◆ What to do
The records below need retyping in full; give them again exactly.

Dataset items
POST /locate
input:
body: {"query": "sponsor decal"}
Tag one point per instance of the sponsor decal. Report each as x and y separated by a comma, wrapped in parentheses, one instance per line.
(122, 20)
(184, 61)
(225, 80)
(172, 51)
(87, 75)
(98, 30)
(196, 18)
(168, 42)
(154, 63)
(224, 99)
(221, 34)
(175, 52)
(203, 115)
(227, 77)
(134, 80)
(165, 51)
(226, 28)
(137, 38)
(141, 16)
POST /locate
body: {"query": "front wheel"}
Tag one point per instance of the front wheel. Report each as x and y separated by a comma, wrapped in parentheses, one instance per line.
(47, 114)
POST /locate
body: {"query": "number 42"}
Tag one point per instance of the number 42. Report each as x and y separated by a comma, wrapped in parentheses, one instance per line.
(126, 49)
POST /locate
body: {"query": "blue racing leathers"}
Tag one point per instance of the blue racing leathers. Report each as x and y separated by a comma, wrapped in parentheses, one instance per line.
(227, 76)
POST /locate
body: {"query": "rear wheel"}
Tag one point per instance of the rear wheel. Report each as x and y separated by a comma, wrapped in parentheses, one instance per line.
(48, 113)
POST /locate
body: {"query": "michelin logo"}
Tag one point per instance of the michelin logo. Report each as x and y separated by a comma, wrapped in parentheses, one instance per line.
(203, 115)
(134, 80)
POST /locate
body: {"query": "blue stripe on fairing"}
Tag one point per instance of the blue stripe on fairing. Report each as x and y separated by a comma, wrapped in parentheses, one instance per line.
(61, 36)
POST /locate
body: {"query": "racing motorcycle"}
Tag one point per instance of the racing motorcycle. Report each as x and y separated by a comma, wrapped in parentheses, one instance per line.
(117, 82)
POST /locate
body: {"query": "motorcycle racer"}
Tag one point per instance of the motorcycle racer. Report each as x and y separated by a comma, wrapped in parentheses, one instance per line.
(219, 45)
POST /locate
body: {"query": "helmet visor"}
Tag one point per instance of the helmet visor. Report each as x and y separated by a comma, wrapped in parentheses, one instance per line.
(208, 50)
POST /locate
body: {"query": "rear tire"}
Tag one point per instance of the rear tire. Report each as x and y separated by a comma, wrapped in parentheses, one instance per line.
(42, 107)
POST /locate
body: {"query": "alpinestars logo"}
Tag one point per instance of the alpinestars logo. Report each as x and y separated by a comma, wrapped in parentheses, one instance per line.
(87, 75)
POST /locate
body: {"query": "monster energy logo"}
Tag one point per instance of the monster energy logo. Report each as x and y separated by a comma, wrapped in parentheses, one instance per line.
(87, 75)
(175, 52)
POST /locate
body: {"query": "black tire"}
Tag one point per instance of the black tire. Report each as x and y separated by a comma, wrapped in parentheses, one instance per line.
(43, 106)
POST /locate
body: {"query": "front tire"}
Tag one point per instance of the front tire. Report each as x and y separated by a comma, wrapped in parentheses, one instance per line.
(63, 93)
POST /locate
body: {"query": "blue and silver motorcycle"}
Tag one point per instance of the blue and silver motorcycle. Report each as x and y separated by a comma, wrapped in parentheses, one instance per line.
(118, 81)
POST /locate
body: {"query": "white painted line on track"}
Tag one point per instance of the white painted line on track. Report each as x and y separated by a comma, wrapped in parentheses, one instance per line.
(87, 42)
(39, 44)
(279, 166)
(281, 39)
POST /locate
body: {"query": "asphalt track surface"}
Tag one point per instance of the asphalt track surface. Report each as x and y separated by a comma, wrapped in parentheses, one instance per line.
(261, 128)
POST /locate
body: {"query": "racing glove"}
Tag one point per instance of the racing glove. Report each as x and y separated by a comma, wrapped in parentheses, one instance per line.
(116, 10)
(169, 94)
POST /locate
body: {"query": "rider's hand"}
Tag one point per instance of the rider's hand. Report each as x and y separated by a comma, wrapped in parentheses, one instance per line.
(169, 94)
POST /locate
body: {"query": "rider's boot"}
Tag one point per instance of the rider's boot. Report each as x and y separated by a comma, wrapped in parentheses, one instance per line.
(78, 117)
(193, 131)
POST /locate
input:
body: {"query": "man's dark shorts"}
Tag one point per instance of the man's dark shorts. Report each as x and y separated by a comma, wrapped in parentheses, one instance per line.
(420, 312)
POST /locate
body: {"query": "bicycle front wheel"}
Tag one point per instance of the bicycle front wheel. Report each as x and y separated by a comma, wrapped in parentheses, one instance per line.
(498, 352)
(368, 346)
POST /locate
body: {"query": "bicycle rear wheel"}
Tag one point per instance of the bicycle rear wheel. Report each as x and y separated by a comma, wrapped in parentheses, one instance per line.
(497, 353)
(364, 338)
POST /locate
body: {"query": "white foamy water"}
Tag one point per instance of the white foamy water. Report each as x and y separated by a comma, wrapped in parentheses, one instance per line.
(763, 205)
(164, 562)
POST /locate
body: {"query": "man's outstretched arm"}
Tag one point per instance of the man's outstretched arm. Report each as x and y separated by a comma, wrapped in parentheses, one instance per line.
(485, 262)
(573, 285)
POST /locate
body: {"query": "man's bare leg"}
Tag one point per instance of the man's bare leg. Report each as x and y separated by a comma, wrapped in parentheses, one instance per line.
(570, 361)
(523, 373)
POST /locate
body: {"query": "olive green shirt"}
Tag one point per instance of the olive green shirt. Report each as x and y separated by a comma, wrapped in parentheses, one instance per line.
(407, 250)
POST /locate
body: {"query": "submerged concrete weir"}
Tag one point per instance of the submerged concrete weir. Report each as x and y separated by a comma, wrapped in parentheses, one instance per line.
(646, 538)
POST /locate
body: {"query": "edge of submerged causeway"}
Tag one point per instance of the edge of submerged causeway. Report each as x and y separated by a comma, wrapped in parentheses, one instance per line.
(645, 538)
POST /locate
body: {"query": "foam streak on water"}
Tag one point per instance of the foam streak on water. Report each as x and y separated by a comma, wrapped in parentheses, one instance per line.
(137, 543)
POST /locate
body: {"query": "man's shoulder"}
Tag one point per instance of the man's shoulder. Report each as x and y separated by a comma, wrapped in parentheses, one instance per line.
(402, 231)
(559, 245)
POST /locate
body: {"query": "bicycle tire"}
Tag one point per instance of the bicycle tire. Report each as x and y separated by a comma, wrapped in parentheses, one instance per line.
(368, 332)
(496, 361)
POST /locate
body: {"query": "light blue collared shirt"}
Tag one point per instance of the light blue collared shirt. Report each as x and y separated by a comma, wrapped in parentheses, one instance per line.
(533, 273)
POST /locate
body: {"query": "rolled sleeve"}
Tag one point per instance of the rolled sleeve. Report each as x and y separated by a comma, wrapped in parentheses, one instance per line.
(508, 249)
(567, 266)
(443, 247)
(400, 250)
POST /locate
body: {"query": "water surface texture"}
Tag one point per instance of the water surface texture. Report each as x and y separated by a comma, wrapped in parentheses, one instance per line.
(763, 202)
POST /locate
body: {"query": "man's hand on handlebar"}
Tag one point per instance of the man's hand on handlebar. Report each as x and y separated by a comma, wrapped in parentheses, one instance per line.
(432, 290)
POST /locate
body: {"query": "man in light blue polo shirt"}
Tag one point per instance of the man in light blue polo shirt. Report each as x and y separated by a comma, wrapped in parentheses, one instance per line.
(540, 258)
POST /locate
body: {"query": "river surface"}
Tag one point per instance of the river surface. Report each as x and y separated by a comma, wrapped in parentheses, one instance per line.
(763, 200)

◆ Finished exercise
POST /locate
input:
body: {"query": "sponsor decal"}
Tag one point per instance of the sponsor decal. Report each as x and y separated by a comma, wrapped in parentheses, one instance per line.
(122, 20)
(184, 61)
(225, 80)
(172, 51)
(87, 75)
(98, 30)
(196, 18)
(168, 42)
(154, 63)
(224, 99)
(221, 34)
(175, 52)
(203, 115)
(227, 77)
(134, 80)
(165, 51)
(226, 28)
(137, 38)
(141, 16)
POST /locate
body: {"query": "front wheel"}
Tag one point per instance of the front wheel. Report each as x and y separated by a comma, wrapped in parentheses, one instance per line.
(47, 114)
POST /locate
body: {"query": "number 42"}
Tag one point per instance of the number 42. Report each as x and y separated by a comma, wrapped in parentheses, one instance per line.
(126, 49)
POST /locate
body: {"query": "blue racing leathers"}
Tag one point per instance of the blue racing leathers. Report each as x and y separated by a comma, wrapped in parentheses, one instance per line.
(227, 76)
POST /locate
body: {"query": "rear wheel"}
Tag one point per instance of the rear wheel. Report each as x and y separated by a comma, wrapped in parentheses, one instance per line.
(48, 113)
POST /locate
body: {"query": "michelin logo"}
Tag one point per instance of the michelin logo. Report each as x and y separated by a comma, wrapped in parentheses, one instance per line.
(203, 115)
(134, 80)
POST /locate
body: {"query": "blue stripe on fairing"}
Tag one point per instance of the blue stripe on fairing. Report each as x and y separated by a comma, wrapped in parentheses, one instance per line.
(61, 36)
POST /locate
body: {"query": "racing motorcycle"}
Tag one point per instance of the racing motorcycle. Report each as x and y separated by a comma, wrapped in parentheses, one instance per line.
(117, 82)
POST /locate
body: {"query": "motorcycle racer"}
Tag one point per instance of the motorcycle racer. Report each as x and y separated by a comma, wrapped in parentheses, one instance per line.
(219, 45)
POST /locate
body: {"query": "helmet visor"}
Tag one point per instance of the helmet visor. Report each as x and y separated by a comma, wrapped in parentheses, one instance per line.
(208, 50)
POST /locate
body: {"query": "rear tire"}
Tag one point per instance of the rear tire. Report each as x and y separated by a comma, wrapped in parentheses, one instance per line.
(42, 107)
POST /locate
body: {"query": "alpinestars logo"}
Tag one point per instance of the alpinestars logo. Report each as x and y separated by a comma, wrapped in parentheses, one instance per line.
(87, 75)
POST /locate
body: {"query": "monster energy logo"}
Tag one point per instance of the monster energy logo. Report each as x and y separated by a comma, wrapped in parentheses, one instance per line.
(87, 75)
(175, 52)
POST /locate
body: {"query": "black tire"}
Tag one point per instance of the black tire. Report each as x and y separated by a comma, wrapped in parentheses, one instance per line.
(43, 106)
POST /locate
body: {"query": "front tire"}
Tag one point per instance of the front tire. Report each as x and y separated by a comma, wrapped in parentheses, one instance per line.
(63, 93)
POST /locate
body: {"query": "blue and silver motorcycle"}
Tag one point per instance of the blue and silver motorcycle. Report each as x and y separated by a comma, wrapped in parentheses, one instance per line.
(118, 81)
POST /locate
body: {"query": "white painted line on track"}
Tag one point per instance of the white painted line on track. Report each as x and y separated by a comma, wrapped in parentheses, one instance per line.
(87, 42)
(39, 44)
(279, 166)
(281, 39)
POST /locate
body: {"query": "asphalt track surface"}
Tag one point per instance of the asphalt track surface. Report each as x and y separated by a comma, wrapped in parentheses, one instance per line.
(261, 128)
POST /locate
body: {"query": "racing glove"}
Tag one point per instance of the racing glove. Report each as x and y separated by a comma, wrapped in parentheses, one instance per line.
(116, 10)
(169, 94)
POST /locate
body: {"query": "rider's hand"}
Tag one point per instance of the rider's hand. Report each as x and y separated by a comma, wrapped in parentheses, one instance per line.
(169, 94)
POST /locate
body: {"query": "rider's boot"}
Tag one point per instance of the rider's boot. Report each as x and y separated by a comma, wrapped in parentheses, one instance per line.
(78, 117)
(193, 131)
POST /locate
input:
body: {"query": "man's dark shorts"}
Tag one point per instance of the man's dark shorts. Report each as x and y separated by a comma, wrapped in parentheses, one instance per line.
(420, 312)
POST /locate
body: {"query": "bicycle front wheel"}
Tag one point per instance of the bicycle front wheel. Report each as x and y separated by a comma, wrapped in parentheses, one instance per line.
(498, 352)
(368, 346)
POST /locate
body: {"query": "bicycle rear wheel"}
Tag one point per instance of the bicycle rear wheel. Report each as x and y separated by a comma, wrapped in parentheses, one instance per line.
(497, 353)
(364, 338)
POST /locate
body: {"query": "white foamy water"}
Tag one point per instance of the white foamy water. Report each as x and y separated by a comma, wrapped in parentheses, one instance per line.
(763, 205)
(164, 562)
POST /locate
body: {"query": "man's outstretched arm"}
Tag one point per instance of the man's outstretched arm. Report each as x and y separated by a comma, wrapped in parentheses, one instance per line.
(485, 262)
(573, 285)
POST /locate
body: {"query": "man's bare leg"}
Tag one point per instance of the man's bare leg. Report each as x and y separated by a comma, wrapped in parentheses, one instance per line.
(570, 361)
(523, 373)
POST /locate
body: {"query": "olive green shirt"}
Tag one point per instance of the olive green shirt. Report each as x and y separated by a comma, wrapped in parentheses, one instance per line.
(407, 250)
POST /locate
body: {"query": "submerged concrete weir"}
Tag one point per instance of the submerged concrete weir. Report each as x and y separated by a comma, wrapped in parentheses, one instance per line.
(646, 538)
POST /locate
body: {"query": "edge of submerged causeway"}
Tag one point per instance of the edge of submerged causeway. Report each as x and y separated by a comma, wrapped in parentheses, one instance per line.
(645, 538)
POST /locate
body: {"query": "foam streak on water"}
Tag one point per instance of the foam streak on water. Report each as x and y separated by a comma, wrapped in parentheses, one instance per line.
(137, 543)
POST /locate
body: {"query": "man's shoulder"}
Tag one point per instance of the man's shoulder. Report each as x and y separated by a comma, wrapped in parentheses, one instance per line.
(402, 231)
(559, 245)
POST /locate
body: {"query": "bicycle tire"}
Tag one point per instance of the bicycle tire. Report each as x and y separated by a comma, wrapped in parentheses, one instance per line.
(368, 332)
(496, 361)
POST /locate
body: {"query": "light blue collared shirt"}
Tag one point per instance of the light blue collared shirt. Report each as x and y separated by a comma, wrapped in parentheses, one instance per line.
(533, 273)
POST /locate
body: {"query": "rolled sleeve"}
Tag one point per instance of the rolled sleeve. Report each as x and y separated by a comma, wrapped in parentheses, one instance per line.
(508, 249)
(567, 266)
(443, 247)
(400, 250)
POST /locate
body: {"query": "water surface texture"}
Tag one point per instance of the water surface texture. Report each as x and y separated by a comma, wrapped in parentheses, one instance per line.
(763, 202)
POST /locate
body: {"query": "man's hand on handlebar"}
Tag one point per instance of the man's hand on handlebar. Report each as x and y separated by a comma, wrapped in parentheses, one instance per line.
(432, 290)
POST /locate
body: {"query": "man in light blue polo shirt"}
Tag one point per instance of the man in light blue polo shirt. Report each as x and y separated by a comma, wrapped in parentheses, one instance per line.
(540, 258)
POST /locate
body: {"query": "river surface"}
Tag one point per instance of the river surface. Report each as x and y separated by a comma, wrapped in parentheses, one instance per line.
(763, 200)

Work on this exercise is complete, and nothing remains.